*** EXERCISE TEXT Section Begins ***

Abstract
Purpose :
Current deep neural networks (DNN) require a large number of labeled examples for training. Recently, self-supervised learning (SSL) has become a promising technique to pretrain DNN with a vast amount of unlabeled imaging datasets producing general-purpose “foundation models”. However, the best techniques for pretraining DNN on retinal optical coherence tomography (OCT) data that would allow effective fine-tuning for both OCT classification and segmentation downstream tasks remain unclear.
Methods :
SSL for image classification task was based on Generic Autodidactic Models (aka Models Genesis) paradigm. It consisted of a series of pretext image restoration tasks, composed of non-linear intensity shift, in- and out-painting, local pixel shuffling, and patch swapping. The SSL pretrained U-net encoder was then fine-tuned for OCT classification task of distinguishing between diabetic macular edema (DME) and retinal vein occlusion (RVO). For retinal layer segmentation task, the SSL involved converting the layer boundaries regressed by a U-net-based DNN into pixel-wise segmentation maps in order to restore the layer content of the input scan.

*** EXERCISE TEXT Section Ends ***

*TASK INSTRUCTIONS*.
Please continue the abstract on self-supervised pretraining for retinal OCT from the point where it stops.

*** DATA RECORDS Section Begins ***

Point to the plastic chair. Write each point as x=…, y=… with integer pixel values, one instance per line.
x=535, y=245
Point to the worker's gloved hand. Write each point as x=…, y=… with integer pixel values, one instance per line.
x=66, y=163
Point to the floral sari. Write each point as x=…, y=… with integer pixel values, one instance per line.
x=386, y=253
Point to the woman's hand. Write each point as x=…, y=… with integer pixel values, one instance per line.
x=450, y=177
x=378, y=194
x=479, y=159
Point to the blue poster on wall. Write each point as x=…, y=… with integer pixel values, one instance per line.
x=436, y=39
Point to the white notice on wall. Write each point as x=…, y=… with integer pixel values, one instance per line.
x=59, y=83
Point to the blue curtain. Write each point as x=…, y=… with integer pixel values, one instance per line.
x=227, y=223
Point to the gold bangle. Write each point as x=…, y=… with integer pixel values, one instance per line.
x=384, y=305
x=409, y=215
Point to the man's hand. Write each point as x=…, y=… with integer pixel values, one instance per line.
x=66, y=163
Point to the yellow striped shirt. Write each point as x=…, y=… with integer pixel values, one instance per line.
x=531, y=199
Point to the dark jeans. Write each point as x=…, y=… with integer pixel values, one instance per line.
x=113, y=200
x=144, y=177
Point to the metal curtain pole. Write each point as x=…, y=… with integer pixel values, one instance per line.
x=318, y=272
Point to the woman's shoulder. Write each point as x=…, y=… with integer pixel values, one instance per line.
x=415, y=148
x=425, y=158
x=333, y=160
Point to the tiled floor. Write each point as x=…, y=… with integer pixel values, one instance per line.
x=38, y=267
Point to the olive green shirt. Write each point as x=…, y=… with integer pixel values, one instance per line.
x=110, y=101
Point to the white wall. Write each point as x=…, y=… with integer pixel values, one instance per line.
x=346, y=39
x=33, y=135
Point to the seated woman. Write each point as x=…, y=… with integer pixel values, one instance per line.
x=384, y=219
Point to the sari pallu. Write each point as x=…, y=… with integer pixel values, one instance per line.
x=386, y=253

*** DATA RECORDS Section Ends ***

*SOLVED PROBLEM*.
Results :
A total of 5000 OCT volumes acquired with the Spectralis OCT device were used as an unlabeled data set for SSL. On a downstream classification task for distinguishing between DME and RVO (Fig. 1), the SSL pretrained network reached an AUC > 0.8 with as little as 50 cases, compared to an AUC of 0.65 obtained in a purely supervised setting. When a sufficient number of labeled cases (>500) were available both approaches achieved a similar AUC of 0.95. In a retinal layer segmentation task, SSL pretrained network achieved the same mean absolute error with 25% of the labeled data as the model trained from scratch on the entire labeled data set.
Conclusions :
We evaluated self-supervised methodologies for OCT image analysis on clinically relevant image diagnostic and quantification tasks. Our SSL pretrained models showed effective fine-tuning properties, outperforming the models trained from scratch. This shows a promising step toward obtaining label-efficient foundation models in retinal OCT without the need of large data sets and extensive training efforts.
This abstract was presented at the 2023 ARVO Annual Meeting, held in New Orleans, LA, April 23-27, 2023.